Your output should be the complete listing, repeated exactly.

----------------------------------------

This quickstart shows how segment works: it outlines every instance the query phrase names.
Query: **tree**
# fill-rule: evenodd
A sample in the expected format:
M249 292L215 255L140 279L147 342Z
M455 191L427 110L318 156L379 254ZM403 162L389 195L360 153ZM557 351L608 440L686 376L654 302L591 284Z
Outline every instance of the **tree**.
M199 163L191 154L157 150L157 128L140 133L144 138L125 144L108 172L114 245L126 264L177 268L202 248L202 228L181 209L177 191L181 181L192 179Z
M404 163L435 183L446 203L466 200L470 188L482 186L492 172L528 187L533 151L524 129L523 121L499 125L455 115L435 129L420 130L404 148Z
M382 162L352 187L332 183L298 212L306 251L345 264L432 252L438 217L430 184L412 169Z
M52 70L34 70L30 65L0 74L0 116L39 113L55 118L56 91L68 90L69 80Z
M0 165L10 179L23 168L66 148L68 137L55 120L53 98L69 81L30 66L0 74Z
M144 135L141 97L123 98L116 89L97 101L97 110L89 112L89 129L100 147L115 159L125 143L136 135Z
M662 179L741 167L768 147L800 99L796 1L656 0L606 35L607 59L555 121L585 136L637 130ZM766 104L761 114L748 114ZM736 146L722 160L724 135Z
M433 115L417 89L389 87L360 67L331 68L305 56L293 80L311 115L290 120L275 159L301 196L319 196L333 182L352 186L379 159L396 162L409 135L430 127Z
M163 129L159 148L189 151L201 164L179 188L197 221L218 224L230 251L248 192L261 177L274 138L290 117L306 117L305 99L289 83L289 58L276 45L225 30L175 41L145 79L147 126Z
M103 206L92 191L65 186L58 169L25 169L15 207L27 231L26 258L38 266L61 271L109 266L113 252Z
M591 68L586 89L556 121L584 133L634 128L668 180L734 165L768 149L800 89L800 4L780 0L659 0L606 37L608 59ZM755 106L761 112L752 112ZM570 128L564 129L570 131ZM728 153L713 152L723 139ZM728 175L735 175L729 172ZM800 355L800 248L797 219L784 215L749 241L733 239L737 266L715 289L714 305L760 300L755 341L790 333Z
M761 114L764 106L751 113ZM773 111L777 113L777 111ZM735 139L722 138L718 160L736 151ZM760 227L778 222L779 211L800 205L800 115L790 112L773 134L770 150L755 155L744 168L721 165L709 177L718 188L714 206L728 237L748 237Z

----------------------------------------

Completed task →
This quickstart shows how segment works: it outlines every instance the query phrase names.
Query: **tree**
# fill-rule: evenodd
A sample in the expected format:
M249 292L215 255L140 279L147 342Z
M455 191L427 110L318 156L379 254ZM403 162L389 195L360 153ZM557 351L608 440L686 376L654 302L591 284Z
Outline every instance of the **tree**.
M199 163L191 154L157 150L157 128L140 133L144 138L125 144L108 172L114 245L126 264L177 268L202 248L202 228L181 209L177 191L181 181L192 179Z
M404 163L435 183L446 203L466 200L470 188L482 186L492 172L528 187L533 151L524 129L523 121L499 125L455 115L435 129L420 130L404 148Z
M382 162L352 187L332 183L298 212L306 251L345 264L432 252L438 217L430 184L412 169Z
M52 70L34 70L30 65L0 74L0 116L39 113L55 118L56 91L68 90L69 80Z
M0 165L10 179L23 168L66 148L68 137L55 120L53 98L69 81L30 66L0 74Z
M144 135L141 97L123 98L116 89L97 101L97 110L89 112L89 129L100 147L115 159L125 143L136 135Z
M662 179L741 167L768 147L800 99L796 1L656 0L606 35L607 59L555 121L585 136L637 130ZM766 104L761 114L748 114ZM736 146L722 160L724 135Z
M433 115L417 89L389 87L360 67L331 68L305 56L293 80L311 115L290 120L275 159L301 196L319 196L333 182L352 186L379 159L396 162L409 135L430 127Z
M163 129L159 148L189 151L201 164L179 188L197 221L218 224L230 251L248 192L261 177L274 138L290 117L306 117L305 99L289 83L289 58L276 45L225 30L175 41L145 79L147 126Z
M103 206L92 191L65 186L58 169L25 169L15 207L27 231L26 258L38 266L61 271L109 266L113 252Z
M591 68L586 89L556 121L584 133L634 128L668 180L734 165L768 149L800 89L800 4L780 0L659 0L606 37L608 59ZM755 106L761 112L752 112ZM570 128L564 129L570 131ZM728 153L713 152L723 139ZM728 175L735 175L729 172ZM800 355L800 248L797 219L784 215L749 241L733 239L737 266L715 289L714 305L760 300L755 341L790 333Z
M761 114L764 106L751 113ZM773 111L777 113L777 111ZM735 139L722 138L718 160L736 151ZM760 227L778 222L779 211L800 205L800 115L790 112L773 134L770 150L755 155L744 168L721 165L709 177L718 188L714 206L728 237L748 237Z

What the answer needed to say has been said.